* [Selected text]

*-*-*

The Master takes Krasis and the crystal into his TARDIS. I love the way Krasis exclaims the traditional "it's bigger on the inside" reaction in an old-timey way:
"So vast a space inside so small a box!"
And, for all his evil, it's nice to know that the Master still takes a responsible attitude towards environmental issues:
"Just a few minutes recycling and we shall be ready to leave."


The time sensor detects the Master's TARDIS activating so the Doctor and Jo go into the Doctor's TARDIS. The Doctor's plan is to land his TARDIS inside the Master's, and he explains the difficulty of this to Jo:
"This is the time setting. Now it's critical to a billionth part of a nanosecond, do you see?"
"Yeah."
"Now hold this. If it's infinitesimally low, we'll miss it entirely and goes whistling off to heaven knows where. But if it's too high, even by a fraction of a moment: time ram!"

*-*-*

* [Data listing]
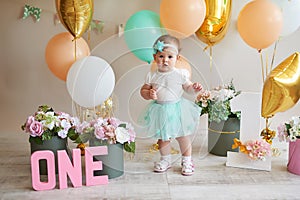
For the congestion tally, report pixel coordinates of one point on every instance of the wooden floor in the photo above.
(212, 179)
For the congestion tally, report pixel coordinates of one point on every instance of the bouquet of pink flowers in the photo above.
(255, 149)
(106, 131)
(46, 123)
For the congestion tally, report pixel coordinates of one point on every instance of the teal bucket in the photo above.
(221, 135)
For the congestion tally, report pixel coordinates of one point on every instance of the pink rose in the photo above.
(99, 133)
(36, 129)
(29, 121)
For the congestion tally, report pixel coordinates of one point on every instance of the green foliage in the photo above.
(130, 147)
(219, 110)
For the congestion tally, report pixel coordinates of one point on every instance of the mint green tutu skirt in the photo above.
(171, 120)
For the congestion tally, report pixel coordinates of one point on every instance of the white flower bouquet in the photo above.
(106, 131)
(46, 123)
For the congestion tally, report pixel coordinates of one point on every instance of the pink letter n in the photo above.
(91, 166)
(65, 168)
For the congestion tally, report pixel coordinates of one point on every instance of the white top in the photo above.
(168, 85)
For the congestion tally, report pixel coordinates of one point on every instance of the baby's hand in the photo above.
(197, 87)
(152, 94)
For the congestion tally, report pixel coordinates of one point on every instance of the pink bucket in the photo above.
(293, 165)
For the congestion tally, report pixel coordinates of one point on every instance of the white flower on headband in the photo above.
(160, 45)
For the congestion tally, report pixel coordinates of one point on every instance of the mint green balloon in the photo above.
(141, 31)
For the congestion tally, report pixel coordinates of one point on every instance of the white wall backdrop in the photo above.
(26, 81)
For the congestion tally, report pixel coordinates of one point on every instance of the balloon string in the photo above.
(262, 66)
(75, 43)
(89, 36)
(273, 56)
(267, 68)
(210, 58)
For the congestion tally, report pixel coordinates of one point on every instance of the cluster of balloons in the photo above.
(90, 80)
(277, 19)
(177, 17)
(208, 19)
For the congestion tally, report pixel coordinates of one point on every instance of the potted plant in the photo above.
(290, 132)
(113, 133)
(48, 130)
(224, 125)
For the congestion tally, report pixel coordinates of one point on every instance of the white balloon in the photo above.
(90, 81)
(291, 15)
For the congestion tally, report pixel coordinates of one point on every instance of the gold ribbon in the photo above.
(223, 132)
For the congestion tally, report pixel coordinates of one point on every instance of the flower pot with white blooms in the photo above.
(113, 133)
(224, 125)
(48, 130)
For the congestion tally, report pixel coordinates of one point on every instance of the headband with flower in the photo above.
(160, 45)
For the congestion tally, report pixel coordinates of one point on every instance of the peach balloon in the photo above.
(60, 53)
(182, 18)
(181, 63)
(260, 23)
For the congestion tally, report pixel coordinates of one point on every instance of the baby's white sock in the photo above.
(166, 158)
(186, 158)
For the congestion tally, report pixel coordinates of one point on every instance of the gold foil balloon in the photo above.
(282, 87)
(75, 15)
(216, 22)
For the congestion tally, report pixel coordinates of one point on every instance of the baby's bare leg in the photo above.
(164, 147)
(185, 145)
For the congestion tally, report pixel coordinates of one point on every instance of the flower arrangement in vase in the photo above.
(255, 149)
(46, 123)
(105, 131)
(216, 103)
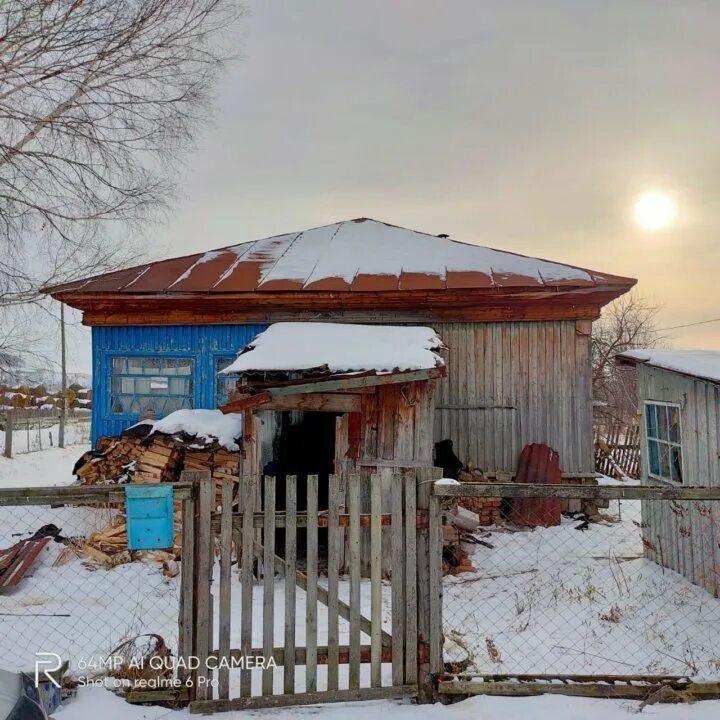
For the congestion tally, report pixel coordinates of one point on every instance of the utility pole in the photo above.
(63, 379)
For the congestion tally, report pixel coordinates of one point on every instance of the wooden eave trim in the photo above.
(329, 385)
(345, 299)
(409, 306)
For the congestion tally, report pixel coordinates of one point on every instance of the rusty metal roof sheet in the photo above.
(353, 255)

*-*-*

* [Requirement 1] In the text about the Master's TARDIS, what does the Doctor plan to do with his own TARDIS?
* [Requirement 2] Count the lines of the records that contain the word "pink", and give only that number.

* [Expected answer 1] He plans to land it inside the Master's TARDIS.

* [Expected answer 2] 4